- Text excerpt -
-=-=-=-=-
October 18, 2000|RALPH CAVANAGH | Ralph Cavanagh is director of the energy program at the Natural Resources Defense Council

Yogi Berra is widely credited with observing that what gets you into the most trouble isn't what you don't know but what you know for certain that just isn't so. With this in mind, Californians--who went through the summer with warnings of imminent electricity supply shortages and price spikes--would be well advised to reconsider three popular misconceptions. Only then can we begin to focus on long-term solutions for California's electricity markets.

* Misconception No. 1: Californians' electricity bills skyrocketed this year.

Fact: Because of earlier legislative action, most Californians were shielded from sharply higher wholesale electricity costs last summer. Brief and unanticipated exposure to those costs in the San Diego area produced both pain and outrage, starting in June, but prompt intervention by regulators, the Legislature and Gov. Gray Davis means that most San Diegans actually will end up with lower utility bills this year than last. State and federal investigations are underway to eliminate suspected pricing abuses by some Western power plant owners.

* Misconception No. 2: California's environmental regulations have blocked urgently needed new power plants.

Fact: Much power plant construction stalled in California and elsewhere during the 1990s as uncertainty about the industry's future paralyzed investors. Earlier in the decade, California environmentalists lobbied successfully for approval of new renewable energy generators and efficient gas-fired plants, only to be blocked at the last minute by federal regulators who insisted that existing capacity was sufficient. Now they know better, and a host of independent generation sponsors are pushing ahead aggressively. A new law adopted in August will further streamline the siting process for clean plants that can displace older and dirtier competitors.
-=-=-=-=-
- Extracted data -
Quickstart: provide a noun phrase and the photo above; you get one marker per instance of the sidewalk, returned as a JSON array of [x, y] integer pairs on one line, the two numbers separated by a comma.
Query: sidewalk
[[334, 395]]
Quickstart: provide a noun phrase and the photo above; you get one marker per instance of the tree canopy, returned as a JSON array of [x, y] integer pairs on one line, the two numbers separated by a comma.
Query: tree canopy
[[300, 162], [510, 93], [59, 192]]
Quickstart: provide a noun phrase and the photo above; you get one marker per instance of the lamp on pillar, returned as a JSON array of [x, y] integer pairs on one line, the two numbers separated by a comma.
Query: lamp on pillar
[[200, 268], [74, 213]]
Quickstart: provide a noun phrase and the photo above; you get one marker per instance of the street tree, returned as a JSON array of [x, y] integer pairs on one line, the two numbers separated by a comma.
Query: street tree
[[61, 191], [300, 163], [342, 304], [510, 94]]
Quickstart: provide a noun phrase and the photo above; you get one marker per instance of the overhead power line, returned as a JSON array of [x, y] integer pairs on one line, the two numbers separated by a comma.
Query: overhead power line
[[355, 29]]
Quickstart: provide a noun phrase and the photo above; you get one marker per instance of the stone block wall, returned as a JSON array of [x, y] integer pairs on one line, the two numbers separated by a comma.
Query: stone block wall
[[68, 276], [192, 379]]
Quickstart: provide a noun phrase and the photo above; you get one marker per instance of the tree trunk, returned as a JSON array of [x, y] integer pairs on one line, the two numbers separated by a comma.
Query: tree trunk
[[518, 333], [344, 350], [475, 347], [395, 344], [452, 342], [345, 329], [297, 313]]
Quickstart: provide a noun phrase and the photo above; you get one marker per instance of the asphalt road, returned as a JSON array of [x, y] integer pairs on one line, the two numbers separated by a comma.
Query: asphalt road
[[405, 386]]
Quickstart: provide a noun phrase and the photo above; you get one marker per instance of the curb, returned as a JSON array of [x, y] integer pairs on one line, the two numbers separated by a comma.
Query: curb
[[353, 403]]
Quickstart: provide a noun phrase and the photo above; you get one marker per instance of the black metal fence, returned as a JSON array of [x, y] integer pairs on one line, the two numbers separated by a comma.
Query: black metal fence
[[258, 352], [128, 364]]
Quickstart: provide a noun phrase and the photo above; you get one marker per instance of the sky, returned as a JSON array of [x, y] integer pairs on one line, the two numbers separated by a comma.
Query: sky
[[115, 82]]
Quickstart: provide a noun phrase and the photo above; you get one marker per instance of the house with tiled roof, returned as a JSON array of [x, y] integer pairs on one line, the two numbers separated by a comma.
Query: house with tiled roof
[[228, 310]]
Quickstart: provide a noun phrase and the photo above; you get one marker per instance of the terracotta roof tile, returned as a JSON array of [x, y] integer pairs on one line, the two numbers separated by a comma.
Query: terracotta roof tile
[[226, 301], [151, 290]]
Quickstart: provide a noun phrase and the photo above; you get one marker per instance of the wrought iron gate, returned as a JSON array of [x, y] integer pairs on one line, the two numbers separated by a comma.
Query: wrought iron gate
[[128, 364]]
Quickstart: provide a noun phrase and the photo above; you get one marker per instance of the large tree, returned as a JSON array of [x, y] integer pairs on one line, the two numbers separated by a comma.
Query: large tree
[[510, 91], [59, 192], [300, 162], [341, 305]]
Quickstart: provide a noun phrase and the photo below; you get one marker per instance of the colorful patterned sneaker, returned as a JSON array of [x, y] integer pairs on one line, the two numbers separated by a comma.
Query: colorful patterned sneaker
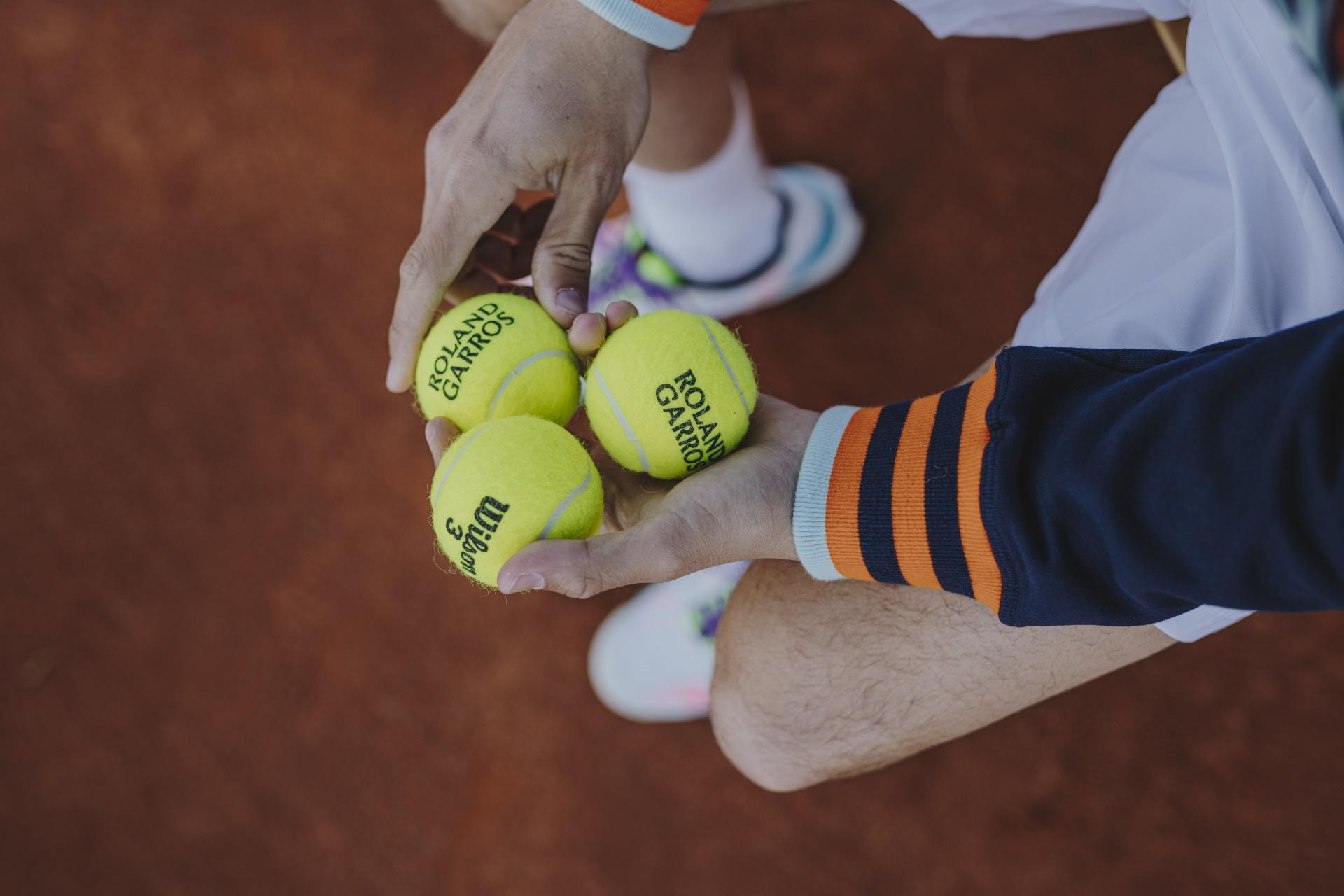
[[820, 232], [652, 657]]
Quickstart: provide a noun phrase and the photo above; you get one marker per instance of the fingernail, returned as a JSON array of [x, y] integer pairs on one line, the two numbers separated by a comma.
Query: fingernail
[[570, 300], [526, 582]]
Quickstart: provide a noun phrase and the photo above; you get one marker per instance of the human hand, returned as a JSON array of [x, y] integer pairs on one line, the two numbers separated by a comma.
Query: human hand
[[737, 510], [558, 105]]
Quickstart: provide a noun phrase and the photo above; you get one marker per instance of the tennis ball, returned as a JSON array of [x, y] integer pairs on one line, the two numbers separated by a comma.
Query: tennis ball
[[505, 484], [671, 393], [496, 356]]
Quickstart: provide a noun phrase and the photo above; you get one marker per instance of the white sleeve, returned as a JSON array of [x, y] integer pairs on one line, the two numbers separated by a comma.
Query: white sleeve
[[1035, 18]]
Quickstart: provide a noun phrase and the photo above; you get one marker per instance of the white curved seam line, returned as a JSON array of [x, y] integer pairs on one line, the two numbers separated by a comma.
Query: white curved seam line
-=-=-=-=-
- Requirements -
Answer these from the California electricity piece:
1. What position does Ralph Cavanagh hold?
2. How will most San Diegans' utility bills this year compare with last year's?
3. In what month was the new law that streamlines the siting process for clean plants adopted?
Nothing in the data is needed here.

- Answer to this task -
1. Director of the energy program at the Natural Resources Defense Council
2. They will be lower this year than last.
3. August